* **EXCERPTED RECORDS**:
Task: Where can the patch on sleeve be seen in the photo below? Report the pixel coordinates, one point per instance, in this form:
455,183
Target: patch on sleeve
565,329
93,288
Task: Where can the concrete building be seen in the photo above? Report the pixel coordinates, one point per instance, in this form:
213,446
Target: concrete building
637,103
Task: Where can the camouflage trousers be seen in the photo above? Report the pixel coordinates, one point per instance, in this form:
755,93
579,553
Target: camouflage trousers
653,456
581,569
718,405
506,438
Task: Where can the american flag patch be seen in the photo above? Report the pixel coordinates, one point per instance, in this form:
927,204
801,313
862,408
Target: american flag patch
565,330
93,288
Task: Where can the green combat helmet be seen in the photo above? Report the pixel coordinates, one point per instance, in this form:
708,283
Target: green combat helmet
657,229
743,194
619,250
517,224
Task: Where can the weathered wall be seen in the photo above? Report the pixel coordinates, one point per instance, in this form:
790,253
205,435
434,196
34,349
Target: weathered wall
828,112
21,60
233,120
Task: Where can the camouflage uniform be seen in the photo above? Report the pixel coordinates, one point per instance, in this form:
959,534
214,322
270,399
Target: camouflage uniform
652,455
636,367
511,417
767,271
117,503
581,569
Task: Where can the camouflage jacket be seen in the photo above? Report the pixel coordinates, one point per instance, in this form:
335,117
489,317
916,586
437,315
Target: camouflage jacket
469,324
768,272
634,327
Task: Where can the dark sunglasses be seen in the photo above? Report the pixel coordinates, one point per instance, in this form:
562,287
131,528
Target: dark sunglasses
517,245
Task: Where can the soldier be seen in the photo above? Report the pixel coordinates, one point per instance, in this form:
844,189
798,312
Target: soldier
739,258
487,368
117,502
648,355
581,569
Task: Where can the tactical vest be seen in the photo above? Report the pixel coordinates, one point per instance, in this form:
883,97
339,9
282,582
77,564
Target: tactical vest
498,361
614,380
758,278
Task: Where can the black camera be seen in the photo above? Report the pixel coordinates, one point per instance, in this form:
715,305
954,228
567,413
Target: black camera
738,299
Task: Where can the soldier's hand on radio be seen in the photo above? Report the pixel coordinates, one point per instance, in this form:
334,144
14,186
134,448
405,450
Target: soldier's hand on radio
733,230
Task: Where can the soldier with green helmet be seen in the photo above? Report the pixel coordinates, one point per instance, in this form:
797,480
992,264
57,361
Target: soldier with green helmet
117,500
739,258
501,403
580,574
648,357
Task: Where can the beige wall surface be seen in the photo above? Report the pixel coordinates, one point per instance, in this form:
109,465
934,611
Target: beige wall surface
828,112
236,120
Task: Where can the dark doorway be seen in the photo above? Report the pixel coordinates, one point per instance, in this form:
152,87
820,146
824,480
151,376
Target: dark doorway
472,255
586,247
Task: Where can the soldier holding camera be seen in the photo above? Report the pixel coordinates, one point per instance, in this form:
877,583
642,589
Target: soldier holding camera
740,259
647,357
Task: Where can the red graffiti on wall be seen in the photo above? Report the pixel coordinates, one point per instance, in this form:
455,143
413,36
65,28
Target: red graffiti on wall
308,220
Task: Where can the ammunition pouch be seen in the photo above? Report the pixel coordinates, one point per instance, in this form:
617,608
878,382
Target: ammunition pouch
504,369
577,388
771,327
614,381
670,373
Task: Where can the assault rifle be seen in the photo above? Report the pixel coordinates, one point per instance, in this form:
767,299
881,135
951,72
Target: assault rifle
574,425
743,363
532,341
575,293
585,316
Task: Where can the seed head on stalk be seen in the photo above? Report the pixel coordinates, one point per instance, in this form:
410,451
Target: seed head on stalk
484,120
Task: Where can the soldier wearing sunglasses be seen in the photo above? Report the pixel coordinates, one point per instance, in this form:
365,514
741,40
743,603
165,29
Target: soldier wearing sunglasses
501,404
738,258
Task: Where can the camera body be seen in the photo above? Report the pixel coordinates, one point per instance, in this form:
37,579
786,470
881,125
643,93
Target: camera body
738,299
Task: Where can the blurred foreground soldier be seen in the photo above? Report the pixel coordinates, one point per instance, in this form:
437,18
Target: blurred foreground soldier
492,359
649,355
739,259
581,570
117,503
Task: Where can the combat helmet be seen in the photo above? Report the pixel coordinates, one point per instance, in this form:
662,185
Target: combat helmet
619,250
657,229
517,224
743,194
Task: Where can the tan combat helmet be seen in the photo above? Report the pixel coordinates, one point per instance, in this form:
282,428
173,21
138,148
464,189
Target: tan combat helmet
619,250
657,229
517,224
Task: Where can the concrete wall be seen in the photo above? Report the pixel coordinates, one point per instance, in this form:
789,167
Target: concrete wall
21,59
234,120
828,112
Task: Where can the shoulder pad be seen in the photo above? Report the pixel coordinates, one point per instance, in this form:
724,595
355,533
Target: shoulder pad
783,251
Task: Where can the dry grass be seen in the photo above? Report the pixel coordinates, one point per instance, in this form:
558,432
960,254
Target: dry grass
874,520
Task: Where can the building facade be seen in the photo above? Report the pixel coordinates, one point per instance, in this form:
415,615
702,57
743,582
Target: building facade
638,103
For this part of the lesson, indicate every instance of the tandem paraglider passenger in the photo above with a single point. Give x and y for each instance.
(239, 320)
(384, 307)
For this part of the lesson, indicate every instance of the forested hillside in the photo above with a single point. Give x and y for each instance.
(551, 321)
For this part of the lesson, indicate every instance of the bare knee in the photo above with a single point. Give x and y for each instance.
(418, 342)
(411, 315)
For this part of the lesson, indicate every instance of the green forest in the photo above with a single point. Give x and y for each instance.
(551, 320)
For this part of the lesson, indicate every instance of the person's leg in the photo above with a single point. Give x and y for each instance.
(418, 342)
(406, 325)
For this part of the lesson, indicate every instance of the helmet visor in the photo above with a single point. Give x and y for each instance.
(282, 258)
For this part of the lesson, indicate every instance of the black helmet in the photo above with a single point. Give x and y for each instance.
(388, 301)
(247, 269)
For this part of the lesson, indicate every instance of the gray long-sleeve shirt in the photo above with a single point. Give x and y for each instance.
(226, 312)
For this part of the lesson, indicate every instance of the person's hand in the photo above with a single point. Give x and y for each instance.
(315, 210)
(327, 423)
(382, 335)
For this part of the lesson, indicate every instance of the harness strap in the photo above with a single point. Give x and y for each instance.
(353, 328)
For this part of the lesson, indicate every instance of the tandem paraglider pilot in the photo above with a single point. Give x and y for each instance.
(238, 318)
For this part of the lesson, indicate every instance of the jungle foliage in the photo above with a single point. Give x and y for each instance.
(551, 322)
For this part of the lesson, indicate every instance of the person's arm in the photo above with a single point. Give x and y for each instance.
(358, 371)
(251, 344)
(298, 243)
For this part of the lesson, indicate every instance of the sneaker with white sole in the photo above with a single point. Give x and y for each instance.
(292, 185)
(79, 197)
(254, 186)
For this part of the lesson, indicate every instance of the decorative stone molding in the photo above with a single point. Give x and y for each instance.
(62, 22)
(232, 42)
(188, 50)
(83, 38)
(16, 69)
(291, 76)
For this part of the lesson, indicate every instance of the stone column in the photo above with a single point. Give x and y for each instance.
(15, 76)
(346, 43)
==
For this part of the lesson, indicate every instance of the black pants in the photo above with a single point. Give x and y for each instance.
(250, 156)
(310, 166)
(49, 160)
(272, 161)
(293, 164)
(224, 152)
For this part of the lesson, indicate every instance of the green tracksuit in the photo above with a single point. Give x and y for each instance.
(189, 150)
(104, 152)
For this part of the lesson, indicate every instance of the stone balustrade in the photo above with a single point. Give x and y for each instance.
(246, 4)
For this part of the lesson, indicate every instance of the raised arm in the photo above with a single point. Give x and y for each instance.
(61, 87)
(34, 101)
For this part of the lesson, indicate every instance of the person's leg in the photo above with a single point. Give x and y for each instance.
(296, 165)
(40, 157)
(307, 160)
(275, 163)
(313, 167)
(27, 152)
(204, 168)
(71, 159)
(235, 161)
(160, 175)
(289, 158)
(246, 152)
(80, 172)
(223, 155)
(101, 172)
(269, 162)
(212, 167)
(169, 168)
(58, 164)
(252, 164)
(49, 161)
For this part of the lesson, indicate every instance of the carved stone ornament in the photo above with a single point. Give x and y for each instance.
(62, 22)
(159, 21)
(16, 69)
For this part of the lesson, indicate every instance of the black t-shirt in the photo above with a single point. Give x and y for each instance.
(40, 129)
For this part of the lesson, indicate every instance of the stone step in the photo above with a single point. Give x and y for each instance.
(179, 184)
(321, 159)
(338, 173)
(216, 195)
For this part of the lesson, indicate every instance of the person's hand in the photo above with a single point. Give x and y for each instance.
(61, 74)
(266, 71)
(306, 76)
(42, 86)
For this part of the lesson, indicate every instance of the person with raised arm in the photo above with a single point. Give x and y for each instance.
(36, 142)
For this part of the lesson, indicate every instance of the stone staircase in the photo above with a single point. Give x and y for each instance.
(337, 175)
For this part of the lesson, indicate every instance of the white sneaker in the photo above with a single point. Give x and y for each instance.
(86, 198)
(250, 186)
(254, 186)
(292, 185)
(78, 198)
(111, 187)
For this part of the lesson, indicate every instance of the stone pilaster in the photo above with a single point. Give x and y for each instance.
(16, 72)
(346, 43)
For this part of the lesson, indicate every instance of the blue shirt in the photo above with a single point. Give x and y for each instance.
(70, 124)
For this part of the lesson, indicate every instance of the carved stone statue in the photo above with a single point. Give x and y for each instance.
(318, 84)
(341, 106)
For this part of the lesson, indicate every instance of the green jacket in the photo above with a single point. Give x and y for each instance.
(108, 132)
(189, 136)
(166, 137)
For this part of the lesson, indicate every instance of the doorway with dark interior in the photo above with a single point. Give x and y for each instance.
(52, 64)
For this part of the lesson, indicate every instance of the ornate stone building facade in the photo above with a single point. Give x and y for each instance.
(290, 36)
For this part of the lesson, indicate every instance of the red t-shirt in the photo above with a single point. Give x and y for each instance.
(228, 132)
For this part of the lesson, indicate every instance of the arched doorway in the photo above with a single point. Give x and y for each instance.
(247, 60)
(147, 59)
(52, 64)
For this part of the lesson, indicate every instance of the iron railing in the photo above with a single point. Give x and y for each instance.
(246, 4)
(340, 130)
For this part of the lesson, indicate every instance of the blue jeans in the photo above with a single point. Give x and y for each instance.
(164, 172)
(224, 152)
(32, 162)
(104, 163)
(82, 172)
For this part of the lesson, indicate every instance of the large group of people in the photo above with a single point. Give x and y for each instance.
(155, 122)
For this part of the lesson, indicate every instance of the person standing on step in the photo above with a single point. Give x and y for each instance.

* **SET TASK**: Find each line of the material above that contains the string "holding" and copy those lines in full. Only matches with the same capitalization count.

* **SOLUTION TO THE EXERCISE**:
Task: Where can the soldier holding camera be seen in the photo above? Report the pixel coordinates, one point per instance, in this form:
Target: soldier holding camera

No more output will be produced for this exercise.